Stored data:
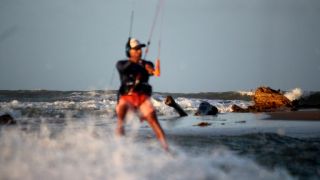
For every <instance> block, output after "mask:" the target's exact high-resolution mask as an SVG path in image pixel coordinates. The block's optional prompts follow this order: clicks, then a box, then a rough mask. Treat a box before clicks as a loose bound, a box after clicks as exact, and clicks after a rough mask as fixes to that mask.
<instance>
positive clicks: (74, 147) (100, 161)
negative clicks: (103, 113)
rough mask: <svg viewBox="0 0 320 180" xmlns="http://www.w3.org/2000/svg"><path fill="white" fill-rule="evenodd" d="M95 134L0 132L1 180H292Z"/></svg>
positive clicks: (10, 130) (44, 130)
mask: <svg viewBox="0 0 320 180" xmlns="http://www.w3.org/2000/svg"><path fill="white" fill-rule="evenodd" d="M100 128H101V129H99V128H97V127H94V126H92V124H76V125H72V124H71V125H70V124H69V125H68V126H66V127H64V130H63V131H61V132H59V133H58V132H55V131H54V128H53V127H52V126H49V125H46V124H44V125H42V126H41V128H40V129H39V130H38V131H29V132H23V131H21V130H20V129H19V128H10V129H9V128H8V129H2V131H1V135H0V147H1V148H0V174H1V179H26V180H29V179H43V178H44V177H45V179H49V180H50V179H119V180H120V179H130V180H131V179H132V180H136V179H137V180H140V179H181V180H185V179H239V180H242V179H243V180H248V179H281V180H282V179H292V178H291V177H290V176H289V175H288V173H287V172H286V171H284V170H279V169H276V170H274V171H271V170H268V169H266V168H264V167H262V166H260V165H258V164H257V163H255V162H254V161H252V160H250V159H247V158H243V157H240V156H239V155H236V154H233V153H232V152H230V151H229V150H227V149H220V148H217V149H212V151H211V153H205V154H197V155H195V154H187V153H186V152H184V151H183V150H182V149H180V148H179V147H175V146H174V145H172V144H171V151H172V152H174V154H175V155H170V154H167V153H165V152H164V151H163V150H162V149H160V145H159V144H158V142H157V141H155V140H154V139H151V140H145V141H144V142H137V141H135V140H133V139H132V138H130V137H128V136H127V137H126V138H121V139H116V138H114V137H113V131H110V129H108V128H106V127H100Z"/></svg>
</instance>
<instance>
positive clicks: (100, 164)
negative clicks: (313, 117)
mask: <svg viewBox="0 0 320 180" xmlns="http://www.w3.org/2000/svg"><path fill="white" fill-rule="evenodd" d="M293 93H294V92H293ZM248 94H249V93H243V92H225V93H200V94H173V95H174V98H175V100H176V102H177V103H178V104H179V105H180V106H181V107H182V108H183V109H184V110H185V111H186V112H187V113H188V114H189V116H187V117H179V116H178V114H177V113H176V112H175V111H174V110H173V109H172V108H171V107H168V106H166V105H165V104H164V102H163V101H164V99H165V97H166V95H172V94H169V93H154V94H153V97H152V102H153V104H154V106H155V108H156V110H157V115H158V117H159V122H160V124H161V125H162V127H163V129H164V131H165V133H166V135H167V139H168V142H169V146H170V153H166V152H164V151H163V150H162V149H161V147H160V144H159V143H158V141H157V140H156V138H155V136H154V134H153V132H152V130H151V129H150V127H149V126H148V124H147V123H146V122H142V123H141V122H140V121H139V119H138V118H137V117H136V116H135V114H133V113H130V114H128V117H127V125H126V136H125V137H123V138H119V137H115V136H114V129H115V124H116V114H115V106H116V103H117V100H116V93H115V92H114V91H46V90H34V91H30V90H20V91H3V90H2V91H0V115H2V114H5V113H9V114H10V115H11V116H13V117H14V119H15V120H17V122H18V123H17V124H16V125H3V126H1V127H0V179H25V180H28V179H103V180H105V179H119V180H120V179H121V180H122V179H129V180H130V179H133V180H135V179H139V180H141V179H183V180H185V179H243V180H247V179H281V180H282V179H320V157H319V154H320V124H319V123H320V122H317V121H316V122H315V121H313V122H308V121H307V122H306V121H294V122H293V121H290V122H289V121H281V120H280V121H279V120H277V121H271V120H265V119H264V117H265V116H266V114H263V113H256V114H253V113H233V112H232V110H231V106H232V105H233V104H236V105H238V106H240V107H243V108H245V107H247V106H249V105H252V101H251V100H250V98H248V96H247V95H248ZM291 94H292V93H291ZM204 100H205V101H208V102H209V103H210V104H212V105H215V106H216V107H217V108H218V109H219V114H218V115H217V116H202V117H198V116H193V114H194V113H195V112H196V110H197V107H198V106H199V104H200V103H201V102H202V101H204ZM199 122H209V123H210V124H211V125H210V126H208V127H199V126H196V125H197V123H199Z"/></svg>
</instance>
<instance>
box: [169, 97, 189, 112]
mask: <svg viewBox="0 0 320 180" xmlns="http://www.w3.org/2000/svg"><path fill="white" fill-rule="evenodd" d="M164 103H165V104H166V105H168V106H170V107H173V108H174V109H175V110H176V111H177V113H178V114H179V115H180V117H183V116H188V114H187V113H186V112H185V111H184V110H183V109H182V108H181V107H180V105H179V104H177V103H176V102H175V101H174V99H173V97H172V96H167V97H166V99H165V100H164Z"/></svg>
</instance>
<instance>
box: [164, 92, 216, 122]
mask: <svg viewBox="0 0 320 180" xmlns="http://www.w3.org/2000/svg"><path fill="white" fill-rule="evenodd" d="M164 103H165V104H166V105H168V106H170V107H173V108H174V109H175V110H176V111H177V112H178V113H179V115H180V116H181V117H182V116H187V115H188V114H187V113H186V112H185V111H184V110H183V109H182V108H181V106H180V105H179V104H177V103H176V102H175V101H174V99H173V97H172V96H167V97H166V99H165V100H164ZM217 113H218V108H217V107H215V106H213V105H211V104H210V103H208V102H206V101H203V102H201V103H200V105H199V108H198V110H197V112H196V113H195V114H194V115H196V116H204V115H217Z"/></svg>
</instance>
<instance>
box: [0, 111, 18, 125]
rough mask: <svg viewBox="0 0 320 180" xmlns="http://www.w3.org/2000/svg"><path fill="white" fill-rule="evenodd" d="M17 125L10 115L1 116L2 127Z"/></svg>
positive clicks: (12, 118) (12, 117)
mask: <svg viewBox="0 0 320 180" xmlns="http://www.w3.org/2000/svg"><path fill="white" fill-rule="evenodd" d="M12 124H17V122H16V121H15V120H14V119H13V117H12V116H11V115H10V114H4V115H1V116H0V125H12Z"/></svg>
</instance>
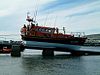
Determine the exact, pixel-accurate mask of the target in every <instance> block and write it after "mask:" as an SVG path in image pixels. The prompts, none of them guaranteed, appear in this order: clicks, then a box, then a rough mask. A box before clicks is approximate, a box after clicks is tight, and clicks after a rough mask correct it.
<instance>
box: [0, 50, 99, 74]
mask: <svg viewBox="0 0 100 75" xmlns="http://www.w3.org/2000/svg"><path fill="white" fill-rule="evenodd" d="M0 75H100V56H99V55H91V56H70V55H68V54H67V53H57V52H56V53H55V56H54V57H45V58H44V57H42V54H41V51H32V50H25V51H24V52H23V53H22V56H21V57H11V56H10V54H0Z"/></svg>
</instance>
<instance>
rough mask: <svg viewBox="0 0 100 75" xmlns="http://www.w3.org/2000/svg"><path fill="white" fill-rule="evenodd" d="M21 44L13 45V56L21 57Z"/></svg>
mask: <svg viewBox="0 0 100 75" xmlns="http://www.w3.org/2000/svg"><path fill="white" fill-rule="evenodd" d="M20 50H21V49H20V46H19V45H12V51H11V56H12V57H20V56H21V51H20Z"/></svg>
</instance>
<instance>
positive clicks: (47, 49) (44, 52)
mask: <svg viewBox="0 0 100 75" xmlns="http://www.w3.org/2000/svg"><path fill="white" fill-rule="evenodd" d="M42 55H43V56H54V50H51V49H43V51H42Z"/></svg>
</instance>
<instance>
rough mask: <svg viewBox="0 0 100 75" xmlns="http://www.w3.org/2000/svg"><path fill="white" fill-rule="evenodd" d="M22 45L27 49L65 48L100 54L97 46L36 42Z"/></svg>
mask: <svg viewBox="0 0 100 75" xmlns="http://www.w3.org/2000/svg"><path fill="white" fill-rule="evenodd" d="M24 45H25V46H28V47H39V48H66V49H71V50H73V51H92V52H100V47H99V46H78V45H70V44H59V43H48V42H37V41H24ZM66 51H67V50H66Z"/></svg>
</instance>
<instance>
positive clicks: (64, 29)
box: [63, 27, 66, 35]
mask: <svg viewBox="0 0 100 75" xmlns="http://www.w3.org/2000/svg"><path fill="white" fill-rule="evenodd" d="M63 31H64V35H65V33H66V32H65V27H63Z"/></svg>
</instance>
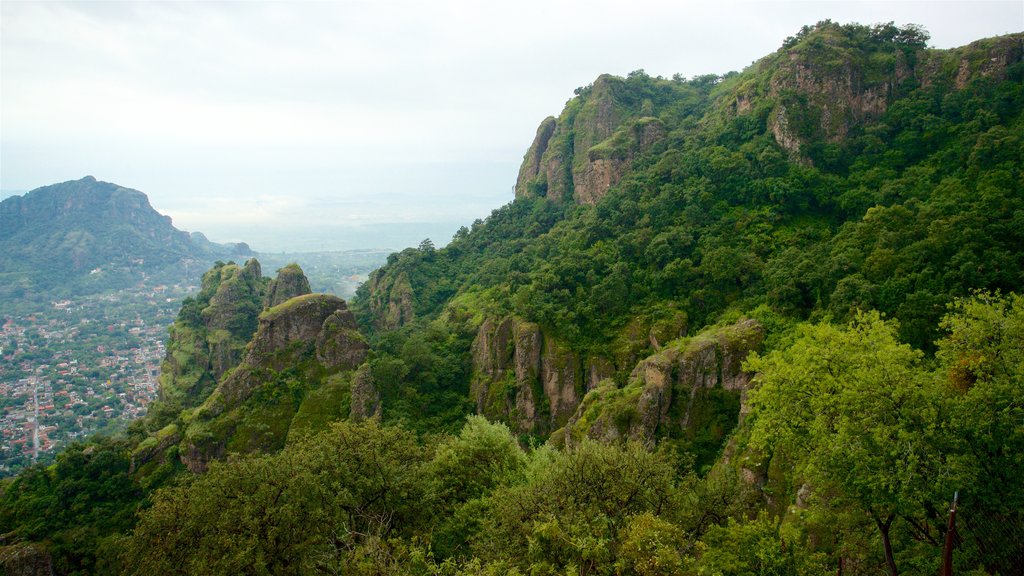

- [INSTRUCTIONS TO FOLLOW]: The answer must be a single number: the count of lines in the data that include the word "exact".

- [OUTPUT OF THE TASK]: 2